■ EXERCISE DESCRIPTION ■
Reproduce all of the material below line for line, leaving out the pictures.
* Begin RECORDS TO USE *
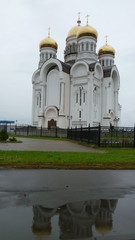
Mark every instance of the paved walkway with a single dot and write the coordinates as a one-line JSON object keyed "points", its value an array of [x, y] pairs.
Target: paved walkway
{"points": [[46, 145]]}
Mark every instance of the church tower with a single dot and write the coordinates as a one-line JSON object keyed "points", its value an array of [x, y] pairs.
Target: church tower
{"points": [[81, 91]]}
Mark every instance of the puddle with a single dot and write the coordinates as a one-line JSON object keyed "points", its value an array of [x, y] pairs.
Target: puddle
{"points": [[63, 212]]}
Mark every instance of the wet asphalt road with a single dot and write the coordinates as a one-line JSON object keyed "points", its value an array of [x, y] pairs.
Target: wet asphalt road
{"points": [[52, 188], [45, 145]]}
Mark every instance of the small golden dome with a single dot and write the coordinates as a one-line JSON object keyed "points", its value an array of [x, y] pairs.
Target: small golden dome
{"points": [[87, 31], [73, 31], [106, 49], [48, 42]]}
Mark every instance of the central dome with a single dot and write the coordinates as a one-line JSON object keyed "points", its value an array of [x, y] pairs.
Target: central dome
{"points": [[106, 49], [74, 31], [87, 31]]}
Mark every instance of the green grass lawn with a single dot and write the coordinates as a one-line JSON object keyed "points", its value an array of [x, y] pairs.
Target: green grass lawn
{"points": [[110, 158]]}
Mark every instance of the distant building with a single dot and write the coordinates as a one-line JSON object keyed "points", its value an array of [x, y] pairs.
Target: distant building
{"points": [[83, 89]]}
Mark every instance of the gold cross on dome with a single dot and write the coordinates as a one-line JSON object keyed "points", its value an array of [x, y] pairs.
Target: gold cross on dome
{"points": [[106, 41], [49, 32], [79, 15], [79, 21], [87, 19]]}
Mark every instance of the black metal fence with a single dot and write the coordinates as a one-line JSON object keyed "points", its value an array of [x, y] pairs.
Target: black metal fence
{"points": [[99, 136], [91, 135], [117, 136], [104, 136], [39, 131]]}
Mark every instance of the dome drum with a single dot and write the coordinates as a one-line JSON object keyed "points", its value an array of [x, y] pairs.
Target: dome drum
{"points": [[48, 42], [106, 49]]}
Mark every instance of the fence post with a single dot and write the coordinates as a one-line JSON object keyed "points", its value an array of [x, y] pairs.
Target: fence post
{"points": [[27, 130], [56, 132], [134, 135], [99, 134], [41, 132], [89, 134], [15, 129], [81, 134]]}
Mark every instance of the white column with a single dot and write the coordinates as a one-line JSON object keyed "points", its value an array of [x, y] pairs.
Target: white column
{"points": [[116, 103], [62, 96]]}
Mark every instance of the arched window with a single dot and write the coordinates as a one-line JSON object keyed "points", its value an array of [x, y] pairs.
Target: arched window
{"points": [[74, 47], [40, 100], [84, 97], [76, 97], [87, 46], [91, 46], [82, 46]]}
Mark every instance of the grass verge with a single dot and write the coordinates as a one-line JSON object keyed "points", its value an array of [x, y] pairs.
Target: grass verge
{"points": [[123, 158]]}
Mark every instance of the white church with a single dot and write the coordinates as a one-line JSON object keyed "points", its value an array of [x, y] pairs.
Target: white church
{"points": [[83, 89]]}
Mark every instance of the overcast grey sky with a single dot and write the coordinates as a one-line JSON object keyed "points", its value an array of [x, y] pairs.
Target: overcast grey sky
{"points": [[24, 23]]}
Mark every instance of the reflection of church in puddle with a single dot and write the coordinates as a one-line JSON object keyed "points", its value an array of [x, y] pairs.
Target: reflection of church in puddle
{"points": [[82, 90], [76, 220]]}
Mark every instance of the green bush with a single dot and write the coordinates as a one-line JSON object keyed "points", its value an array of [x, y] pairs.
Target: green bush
{"points": [[12, 139], [3, 135]]}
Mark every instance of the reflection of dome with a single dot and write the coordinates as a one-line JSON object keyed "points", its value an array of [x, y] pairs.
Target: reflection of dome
{"points": [[41, 223], [41, 232], [106, 49], [87, 31], [103, 229], [48, 42]]}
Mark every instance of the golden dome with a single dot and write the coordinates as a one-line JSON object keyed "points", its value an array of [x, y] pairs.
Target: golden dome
{"points": [[74, 31], [106, 49], [48, 42], [87, 31]]}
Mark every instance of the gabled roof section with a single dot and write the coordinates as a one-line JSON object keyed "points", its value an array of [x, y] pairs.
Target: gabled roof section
{"points": [[92, 66], [107, 72], [65, 67]]}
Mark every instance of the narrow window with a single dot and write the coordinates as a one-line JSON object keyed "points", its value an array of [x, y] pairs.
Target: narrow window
{"points": [[82, 46], [76, 97], [40, 100], [87, 47], [80, 96], [84, 97], [92, 47]]}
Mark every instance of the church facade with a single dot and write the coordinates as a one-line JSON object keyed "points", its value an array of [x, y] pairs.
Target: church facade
{"points": [[81, 90]]}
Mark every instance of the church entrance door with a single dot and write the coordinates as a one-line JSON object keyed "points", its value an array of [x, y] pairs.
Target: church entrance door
{"points": [[51, 123]]}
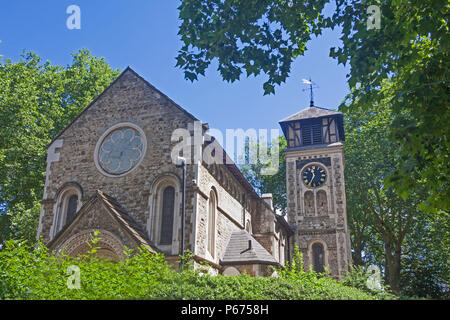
* End RECORDS TO USE *
■ RIGHT ANSWER ■
Mark every instance of the paved walkway with a single dot and write the coordinates as a one-line JSON object keyed "points", its value an array of [x, y] pairs.
Target: paved walkway
{"points": [[46, 145]]}
Mark every instance of the church tower with a single dot and write the coordinates as a one-line JSON object keyed "points", its value an array of [x, y] pairs.
Target: church tower
{"points": [[81, 91]]}
Mark every instance of the puddle with a single dot and write the coordinates as a one-line JSON object keyed "points", its value an array of [x, y] pairs.
Target: puddle
{"points": [[63, 212]]}
Mark every instance of the wet asphalt road with a single dot and write the coordinates as a one-line JSON object keyed "points", its value an array of [x, y] pairs.
Target: wet asphalt road
{"points": [[52, 188], [45, 145]]}
Mark every instance of the small golden dome with a single dot and write the coordinates as a one-line JSON object keyed "points", its value an array of [x, y] pairs.
Target: small golden dome
{"points": [[87, 31], [73, 31], [106, 49], [48, 42]]}
Mark every instance of the central dome with a single dot and write the coordinates as a one-line JSON object keyed "points", its value an array of [x, y] pairs.
Target: central dome
{"points": [[106, 49], [74, 31], [87, 31]]}
Mark every instance of the green grass lawn with a single dot and write the coordinates as a one-line JSON object keyed "points", its value an array of [x, y] pairs.
Target: green grass lawn
{"points": [[110, 158]]}
Mark every instance of the distant building with a single dot and write the coordinates as a one-line JSON object keyed "points", its value an array of [x, y] pairs.
Target: distant building
{"points": [[83, 89]]}
Mark every instance of the gold cross on dome with a single dot and write the coordinates as a one-line JSON object keyed "points", its value an array of [x, y] pairs.
Target: gold cross on dome
{"points": [[106, 41], [49, 32], [79, 15], [79, 21], [87, 19]]}
Mark every instance of the black metal fence with a single dot and write the coordinates as a one-line JSON object keyed "points", its value an array of [x, y] pairs.
Target: black metal fence
{"points": [[99, 136], [91, 135], [117, 136], [104, 136], [39, 131]]}
Mark every instance of the dome drum with a single dot and write the coordinates as a one-line JSON object keyed "points", its value an array of [x, y] pairs.
Target: dome drum
{"points": [[48, 42], [106, 49]]}
Mark every instance of the fence post with a single dot and write the coordinates as a one-line JSON object keyed "points", its value an array of [x, y] pairs.
Target: fence post
{"points": [[27, 130], [56, 132], [134, 135], [99, 134], [41, 132], [89, 134], [15, 129], [81, 134]]}
Mark every instance of the white column with a single dot and write the coordinates as a one-line JSON object keyed "points", its value an array of [x, y] pairs.
Target: white column
{"points": [[116, 103], [62, 96]]}
Mark every instance of the arched window with a single dot and write the coordinates as a one-line JSON object keyed "points", its value an array of [x, y] pairs.
Target: arched window
{"points": [[74, 47], [40, 100], [84, 97], [76, 97], [87, 46], [91, 46], [82, 46]]}
Mark every instance of the grass verge with a single dot and write the coordinates as a one-line JSON object keyed "points", its value an array of [x, y] pairs.
Target: grass verge
{"points": [[123, 158]]}
Mark every instance of the white church with a single dot and write the coordinates as a one-line JSON object keyed "points", its value an array of [x, y] pairs.
Target: white church
{"points": [[83, 89]]}
Mark every instance of the overcast grey sky with a single dot and write the coordinates as a one-line JSON object keyed "points", its value an array of [x, y] pairs.
Target: overcast grey sky
{"points": [[24, 23]]}
Mark every instance of the reflection of church in puddle with a single dot and write the coordinates as a one-line JSON object keyed "points", its value an array of [x, y] pairs.
Target: reflection of church in puddle
{"points": [[82, 90], [76, 220]]}
Mark every instance of the green bush with a single dot and write the coordinates as a one-line JSON object keyed "points", its value an array of [x, y] pairs.
Target: green bush
{"points": [[12, 139], [3, 135]]}
Mark every instance of the reflection of dome with a single dot and write the coordinates as a one-line JSON object keyed "points", its value an array of [x, y] pairs.
Target: reflection of dome
{"points": [[41, 223], [41, 232], [106, 49], [87, 31], [103, 229], [48, 42]]}
Mark every instance of the golden dome with a single dot and write the coordinates as a one-line JSON object keyed "points", its value an array of [x, y] pairs.
Target: golden dome
{"points": [[74, 31], [106, 49], [48, 42], [87, 31]]}
Mark every instance of the gabled roof section with a single dot and write the coordinates as a one-line JSON object keyed "points", its value an array of [x, y] pairs.
Target: gabled roof section
{"points": [[92, 66], [107, 72], [65, 67]]}
Mark every instance of the narrow window with a single dot and write the coordinates as a one-line JSON object keyed "points", its value an array of [x, y] pairs.
Target: narrow window
{"points": [[82, 46], [76, 97], [40, 100], [87, 47], [80, 96], [84, 97], [92, 47]]}
Mark every instance of the church facade with a single dot and write the coordinates as a one-line JSON object keyed "points", its value an array of [x, y] pairs.
Target: church facade
{"points": [[81, 90]]}
Mark every instance of the church entrance door with a single dot and write the coordinates as a one-line JSON object keyed "points", its value an array of [x, y] pairs.
Target: church entrance door
{"points": [[51, 123]]}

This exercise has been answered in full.